Problem: For this exercise, repeat the records below exactly as written.

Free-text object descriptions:
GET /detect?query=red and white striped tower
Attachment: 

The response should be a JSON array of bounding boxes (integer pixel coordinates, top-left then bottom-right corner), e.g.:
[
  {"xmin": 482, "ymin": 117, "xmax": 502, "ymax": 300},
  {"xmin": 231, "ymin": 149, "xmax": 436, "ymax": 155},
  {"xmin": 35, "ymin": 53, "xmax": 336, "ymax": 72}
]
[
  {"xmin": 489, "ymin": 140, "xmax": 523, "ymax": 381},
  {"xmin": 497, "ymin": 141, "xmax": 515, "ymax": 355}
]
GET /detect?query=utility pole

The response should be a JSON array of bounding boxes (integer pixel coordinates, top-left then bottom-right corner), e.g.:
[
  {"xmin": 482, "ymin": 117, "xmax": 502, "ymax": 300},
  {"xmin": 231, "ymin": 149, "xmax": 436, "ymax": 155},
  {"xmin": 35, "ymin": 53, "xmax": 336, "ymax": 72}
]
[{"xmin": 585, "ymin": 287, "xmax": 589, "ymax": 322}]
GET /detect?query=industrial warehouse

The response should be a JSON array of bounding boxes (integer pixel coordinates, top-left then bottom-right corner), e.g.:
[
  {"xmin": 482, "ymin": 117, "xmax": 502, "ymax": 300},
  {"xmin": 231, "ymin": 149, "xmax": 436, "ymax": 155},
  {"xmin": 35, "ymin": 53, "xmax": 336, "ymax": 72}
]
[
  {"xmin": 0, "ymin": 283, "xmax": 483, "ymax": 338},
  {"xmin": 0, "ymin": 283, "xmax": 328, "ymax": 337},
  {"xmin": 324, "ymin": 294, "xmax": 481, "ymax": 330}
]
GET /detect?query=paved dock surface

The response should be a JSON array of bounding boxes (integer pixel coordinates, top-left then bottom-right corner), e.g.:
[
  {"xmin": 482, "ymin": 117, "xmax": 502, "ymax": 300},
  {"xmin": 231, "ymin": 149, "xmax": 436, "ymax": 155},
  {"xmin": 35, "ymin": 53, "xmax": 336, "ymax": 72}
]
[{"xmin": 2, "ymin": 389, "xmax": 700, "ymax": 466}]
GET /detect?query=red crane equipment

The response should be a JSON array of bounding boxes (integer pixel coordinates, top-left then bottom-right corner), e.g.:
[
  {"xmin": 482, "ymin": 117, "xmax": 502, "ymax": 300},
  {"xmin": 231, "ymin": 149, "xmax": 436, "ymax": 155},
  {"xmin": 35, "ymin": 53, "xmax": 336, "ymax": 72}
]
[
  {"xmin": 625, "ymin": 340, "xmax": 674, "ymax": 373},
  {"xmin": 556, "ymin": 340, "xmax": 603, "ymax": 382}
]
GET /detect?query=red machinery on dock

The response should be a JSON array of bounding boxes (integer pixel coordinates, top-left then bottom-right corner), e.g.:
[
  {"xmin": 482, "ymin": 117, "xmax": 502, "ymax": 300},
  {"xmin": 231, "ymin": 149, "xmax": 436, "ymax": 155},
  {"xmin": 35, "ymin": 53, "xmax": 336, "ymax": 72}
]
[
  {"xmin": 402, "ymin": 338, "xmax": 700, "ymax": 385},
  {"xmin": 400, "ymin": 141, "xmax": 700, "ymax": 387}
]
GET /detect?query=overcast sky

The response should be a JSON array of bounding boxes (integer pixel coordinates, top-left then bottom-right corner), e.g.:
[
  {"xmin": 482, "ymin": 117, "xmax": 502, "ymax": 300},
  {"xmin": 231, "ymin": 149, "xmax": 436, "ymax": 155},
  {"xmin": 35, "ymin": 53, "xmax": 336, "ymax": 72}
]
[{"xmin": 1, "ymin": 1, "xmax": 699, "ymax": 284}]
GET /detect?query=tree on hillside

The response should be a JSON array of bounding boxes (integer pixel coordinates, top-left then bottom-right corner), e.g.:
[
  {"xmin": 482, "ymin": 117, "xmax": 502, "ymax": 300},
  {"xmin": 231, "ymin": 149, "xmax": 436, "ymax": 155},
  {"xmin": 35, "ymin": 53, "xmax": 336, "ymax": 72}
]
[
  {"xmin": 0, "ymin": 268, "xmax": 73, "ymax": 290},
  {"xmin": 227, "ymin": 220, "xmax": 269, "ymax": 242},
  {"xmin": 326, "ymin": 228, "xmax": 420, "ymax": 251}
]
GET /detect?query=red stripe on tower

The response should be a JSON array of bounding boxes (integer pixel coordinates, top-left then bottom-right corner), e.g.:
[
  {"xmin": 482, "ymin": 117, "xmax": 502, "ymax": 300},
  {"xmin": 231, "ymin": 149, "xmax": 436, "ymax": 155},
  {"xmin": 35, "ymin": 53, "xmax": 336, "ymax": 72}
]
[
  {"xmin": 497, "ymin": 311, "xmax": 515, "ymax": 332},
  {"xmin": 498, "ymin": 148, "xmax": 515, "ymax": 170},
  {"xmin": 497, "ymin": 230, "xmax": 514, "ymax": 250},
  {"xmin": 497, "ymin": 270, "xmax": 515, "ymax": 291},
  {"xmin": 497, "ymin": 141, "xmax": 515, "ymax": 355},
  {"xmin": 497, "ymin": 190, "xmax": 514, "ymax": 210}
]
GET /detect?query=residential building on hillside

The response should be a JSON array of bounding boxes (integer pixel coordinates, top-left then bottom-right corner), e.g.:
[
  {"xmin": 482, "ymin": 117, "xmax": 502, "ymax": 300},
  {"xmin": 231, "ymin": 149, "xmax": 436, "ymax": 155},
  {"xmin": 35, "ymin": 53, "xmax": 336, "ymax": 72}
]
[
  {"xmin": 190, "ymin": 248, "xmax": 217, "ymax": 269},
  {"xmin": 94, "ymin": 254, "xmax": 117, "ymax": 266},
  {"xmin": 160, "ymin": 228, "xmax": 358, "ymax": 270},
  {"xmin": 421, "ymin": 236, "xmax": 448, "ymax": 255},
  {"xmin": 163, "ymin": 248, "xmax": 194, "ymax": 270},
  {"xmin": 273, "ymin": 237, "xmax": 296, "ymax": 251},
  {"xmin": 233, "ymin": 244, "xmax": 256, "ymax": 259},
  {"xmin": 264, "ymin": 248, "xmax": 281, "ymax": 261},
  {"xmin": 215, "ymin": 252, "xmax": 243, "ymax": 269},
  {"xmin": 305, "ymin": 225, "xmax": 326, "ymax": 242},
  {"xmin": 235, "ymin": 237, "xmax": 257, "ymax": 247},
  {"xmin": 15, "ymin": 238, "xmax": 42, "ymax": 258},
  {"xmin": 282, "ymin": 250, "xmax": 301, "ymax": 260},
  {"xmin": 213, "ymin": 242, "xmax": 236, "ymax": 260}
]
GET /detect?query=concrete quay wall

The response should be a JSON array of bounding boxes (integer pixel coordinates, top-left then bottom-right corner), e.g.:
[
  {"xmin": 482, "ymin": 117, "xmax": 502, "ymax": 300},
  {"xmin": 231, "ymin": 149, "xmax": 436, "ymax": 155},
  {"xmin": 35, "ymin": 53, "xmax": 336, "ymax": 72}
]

Exercise result:
GET /detect?query=red and white striped tower
Attachment: 

The response should be a JSON array of bounding boxes (integer pixel coordinates, top-left then bottom-right corner), e.g.:
[
  {"xmin": 482, "ymin": 117, "xmax": 502, "ymax": 300},
  {"xmin": 231, "ymin": 149, "xmax": 436, "ymax": 155},
  {"xmin": 35, "ymin": 53, "xmax": 336, "ymax": 72}
]
[
  {"xmin": 489, "ymin": 140, "xmax": 523, "ymax": 381},
  {"xmin": 497, "ymin": 141, "xmax": 515, "ymax": 355}
]
GET /detect?query=utility pole

The response should be a JSON array of bounding boxes (integer pixel coordinates, top-left then bottom-right corner), e.g.:
[
  {"xmin": 482, "ymin": 117, "xmax": 502, "ymax": 300},
  {"xmin": 231, "ymin": 149, "xmax": 436, "ymax": 155},
  {"xmin": 35, "ymin": 53, "xmax": 336, "ymax": 72}
]
[{"xmin": 585, "ymin": 287, "xmax": 589, "ymax": 322}]
GET /detect?query=industrial warehouse

The response should be a JSON array of bounding boxes (integer pixel coordinates, top-left then bottom-right corner), e.g.:
[
  {"xmin": 482, "ymin": 117, "xmax": 502, "ymax": 300},
  {"xmin": 231, "ymin": 149, "xmax": 436, "ymax": 155},
  {"xmin": 35, "ymin": 53, "xmax": 336, "ymax": 72}
]
[
  {"xmin": 0, "ymin": 283, "xmax": 483, "ymax": 338},
  {"xmin": 0, "ymin": 283, "xmax": 328, "ymax": 337},
  {"xmin": 324, "ymin": 294, "xmax": 481, "ymax": 330}
]
GET /detect?query=paved dock surface

The response should be a JSON array of bounding boxes (integer pixel coordinates, top-left then bottom-right corner), e.g.:
[
  {"xmin": 482, "ymin": 117, "xmax": 502, "ymax": 300},
  {"xmin": 231, "ymin": 149, "xmax": 436, "ymax": 155},
  {"xmin": 35, "ymin": 53, "xmax": 336, "ymax": 72}
]
[{"xmin": 2, "ymin": 389, "xmax": 700, "ymax": 466}]
GET /detect?query=red crane equipment

The response should be a JSON array of bounding boxes (integer pixel coordinates, top-left then bottom-right corner), e.g.:
[
  {"xmin": 482, "ymin": 117, "xmax": 502, "ymax": 300},
  {"xmin": 231, "ymin": 149, "xmax": 436, "ymax": 155},
  {"xmin": 35, "ymin": 53, "xmax": 336, "ymax": 72}
]
[
  {"xmin": 625, "ymin": 340, "xmax": 674, "ymax": 373},
  {"xmin": 556, "ymin": 340, "xmax": 603, "ymax": 382}
]
GET /detect?query=red machinery on dock

The response should be a JSON array of bounding boxes (integer pixel coordinates, top-left then bottom-right corner), e.g.:
[
  {"xmin": 482, "ymin": 117, "xmax": 502, "ymax": 300},
  {"xmin": 231, "ymin": 149, "xmax": 436, "ymax": 155},
  {"xmin": 35, "ymin": 53, "xmax": 336, "ymax": 72}
]
[
  {"xmin": 402, "ymin": 338, "xmax": 700, "ymax": 385},
  {"xmin": 400, "ymin": 141, "xmax": 700, "ymax": 387}
]
GET /detect?query=overcast sky

The response should be a JSON array of bounding boxes (integer pixel coordinates, top-left then bottom-right corner), e.g.:
[
  {"xmin": 482, "ymin": 117, "xmax": 502, "ymax": 300},
  {"xmin": 231, "ymin": 149, "xmax": 436, "ymax": 155},
  {"xmin": 35, "ymin": 53, "xmax": 336, "ymax": 72}
]
[{"xmin": 1, "ymin": 1, "xmax": 699, "ymax": 284}]
GET /detect?query=tree on hillside

The response should be a JSON array of bounding boxes (integer pixel coordinates, top-left then bottom-right corner), e.g.:
[
  {"xmin": 482, "ymin": 117, "xmax": 502, "ymax": 300},
  {"xmin": 231, "ymin": 149, "xmax": 436, "ymax": 155},
  {"xmin": 35, "ymin": 53, "xmax": 336, "ymax": 72}
]
[
  {"xmin": 0, "ymin": 268, "xmax": 73, "ymax": 290},
  {"xmin": 227, "ymin": 220, "xmax": 269, "ymax": 242},
  {"xmin": 326, "ymin": 228, "xmax": 420, "ymax": 251}
]
GET /detect?query=red stripe on tower

The response should be a JSON array of bounding boxes (integer pixel coordinates, top-left then bottom-right corner), e.g.:
[
  {"xmin": 482, "ymin": 117, "xmax": 502, "ymax": 300},
  {"xmin": 231, "ymin": 149, "xmax": 436, "ymax": 155},
  {"xmin": 35, "ymin": 53, "xmax": 336, "ymax": 72}
]
[
  {"xmin": 497, "ymin": 311, "xmax": 515, "ymax": 332},
  {"xmin": 498, "ymin": 148, "xmax": 515, "ymax": 170},
  {"xmin": 497, "ymin": 230, "xmax": 514, "ymax": 250},
  {"xmin": 497, "ymin": 270, "xmax": 515, "ymax": 291},
  {"xmin": 497, "ymin": 141, "xmax": 515, "ymax": 355},
  {"xmin": 497, "ymin": 190, "xmax": 514, "ymax": 210}
]
GET /detect?query=residential building on hillside

The response should be a JSON array of bounding boxes (integer pixel coordinates, top-left then bottom-right corner), e.g.:
[
  {"xmin": 482, "ymin": 117, "xmax": 502, "ymax": 300},
  {"xmin": 231, "ymin": 149, "xmax": 436, "ymax": 155},
  {"xmin": 35, "ymin": 53, "xmax": 336, "ymax": 72}
]
[
  {"xmin": 190, "ymin": 248, "xmax": 217, "ymax": 269},
  {"xmin": 94, "ymin": 254, "xmax": 117, "ymax": 266},
  {"xmin": 160, "ymin": 228, "xmax": 358, "ymax": 270},
  {"xmin": 421, "ymin": 236, "xmax": 448, "ymax": 255},
  {"xmin": 163, "ymin": 248, "xmax": 194, "ymax": 270},
  {"xmin": 273, "ymin": 237, "xmax": 296, "ymax": 251},
  {"xmin": 233, "ymin": 244, "xmax": 256, "ymax": 259},
  {"xmin": 264, "ymin": 248, "xmax": 281, "ymax": 261},
  {"xmin": 215, "ymin": 252, "xmax": 243, "ymax": 269},
  {"xmin": 305, "ymin": 225, "xmax": 326, "ymax": 242},
  {"xmin": 235, "ymin": 237, "xmax": 257, "ymax": 247},
  {"xmin": 15, "ymin": 238, "xmax": 42, "ymax": 258},
  {"xmin": 282, "ymin": 250, "xmax": 301, "ymax": 260},
  {"xmin": 213, "ymin": 242, "xmax": 236, "ymax": 260}
]
GET /detect?query=concrete quay wall

The response should be a JSON array of bounding boxes (integer pixel coordinates, top-left then bottom-right corner), e.g.:
[
  {"xmin": 482, "ymin": 117, "xmax": 502, "ymax": 300},
  {"xmin": 231, "ymin": 149, "xmax": 436, "ymax": 155},
  {"xmin": 35, "ymin": 53, "xmax": 336, "ymax": 72}
]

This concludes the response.